EXCERPTED PASSAGE »
Project

General

Profile

Actions

action #118660

open

coordination #127040: [epic] Scale out: Easier and automated disaster recovery deployments of openQA

Basic terraform recipe to replace OSD w/ workers (in the cloud) size:M

Added by livdywan about 2 years ago. Updated over 1 year ago.

Status:
New
Priority:
Normal
Assignee:
-
Category:
Feature requests
Target version:
Start date:
2022-12-01
Due date:
% Done:

100%

Estimated time:
(Total: 0.00 h)

Description

Motivation

We investigated the general feasibility of running an OSD clone in cloud in #88341 and #100581 is about documenting a setup for workers. Using Terraform would give us a more efficient, generic way to setup OSD (in several ways depending on backends) without relying on clicking around in e.g. AWS web interfaces.

Acceptance criteria

  • AC1: A main.tf exists that allows setup of OSD in the cloud
  • AC2: One or multiple workers are setup

Suggestions

Out of scope

  • It is ok if the terraform recipes provide a good baseline for most of the work and the rest is done manually or with quick temporary changes to the terraform recipes as desired. So not 100% needs to be automated. If you e.g. use the AWS webUI to bring in final touches yourself but have that noted down that is completely fine

Subtasks 1 (0 open1 closed)

action #121222: Add ssh support to terraform recipe size:MResolvedtinita2022-12-01

Actions
Actions #2

Updated by jbaier_cz about 2 years ago

  • Status changed from Workable to In Progress
  • Assignee set to jbaier_cz

I might be interested in looking into this. There is supposed to be a good book about the topic: Terraform Cookbook from Dec 2023 (not a typo).

Actions #3

Updated by openqa_review about 2 years ago

  • Due date set to 2022-11-08

Setting due date based on mean cycle time of SUSE QE Tools

Actions #4

Updated by jbaier_cz about 2 years ago

So far I started with https://github.com/os-autoinst/openQA/pull/4880 which is a simple draft created according to https://progress.opensuse.org/projects/openqav3/wiki/Wiki#section-71; in the next steps, I would like to see, if I can use another terraform provider (like docker) to test it locally and/or try to login to AWS console and test/debug it there.

Actions #5

Updated by jbaier_cz about 2 years ago

  • Due date deleted (2022-11-08)
  • Status changed from In Progress to Workable
  • Assignee deleted (jbaier_cz)

I updated my pull request to include more settings (inspired by the terraform script created as part of os-autoinst-distri-opensuse). Unfortunately, my aws credential seems to be no longer valid so I am unable to test that for real. Also creating code for other provider will not share code, so that is also not a way out. There is however an alternative approach we can investigate: terraform-local and localstack project should be able to mimic the aws api locally via docker and it should be also feasible to run this inside Github actions to test the terraform code without actually involving the aws.

INFORMATION SHOWN »
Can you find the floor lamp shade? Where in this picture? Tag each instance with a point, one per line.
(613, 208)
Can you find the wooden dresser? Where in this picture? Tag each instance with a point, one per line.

DIRECTIVE A »
Copy from the Terraform ticket word for word, starting at "We investigated the" and ending after "(0 open1 closed)".
DIRECTIVE B »
Answer these questions from the Terraform ticket:
(i) What start date does the ticket list?
(ii) Which due date did openqa_review set, and on what was it based?
(iii) What did the terraform script that inspired the added pull request settings come from?
DIRECTIVE C »
Continue the Terraform ticket past its final comment.

TASK ANSWER A »
We investigated the general feasibility of running an OSD clone in cloud in #88341 and #100581 is about documenting a setup for workers. Using Terraform would give us a more efficient, generic way to setup OSD (in several ways depending on backends) without relying on clicking around in e.g. AWS web interfaces.

Acceptance criteria

  • AC1: A main.tf exists that allows setup of OSD in the cloud
  • AC2: One or multiple workers are setup

Suggestions

Out of scope

  • It is ok if the terraform recipes provide a good baseline for most of the work and the rest is done manually or with quick temporary changes to the terraform recipes as desired. So not 100% needs to be automated. If you e.g. use the AWS webUI to bring in final touches yourself but have that noted down that is completely fine

Subtasks 1 (0 open1 closed)

TASK ANSWER B »
(i) 2022-12-01
(ii) 2022-11-08, based on the mean cycle time of SUSE QE Tools
(iii) os-autoinst-distri-opensuse

TASK ANSWER C »
Due to my upcoming vacations I am unable to finish this ticket in a foreseeable future, so I will unassign myself and set it back to workable (someone else can pickup and continue where I ended, if that is needed or desired). In the current form, the PR should satisfy the AC1. AC2 will need some additional automation over the newly created VMs (the magic phrase to search is remote-exec Provisioner)

Actions #6

Updated by livdywan about 2 years ago

Let's look into it during the mob session on Thursday

Actions #7

Updated by livdywan about 2 years ago

jbaier_cz wrote:

Unfortunately, my aws credential seems to be no longer valid so I am unable to test that for real. Also creating code for other provider will not share code, so that is also not a way out.

I'm looking into access to AWS following internal documentation about landing zone access. Unfortunately it seems all of our accounts need to be replaced. See SD-103992.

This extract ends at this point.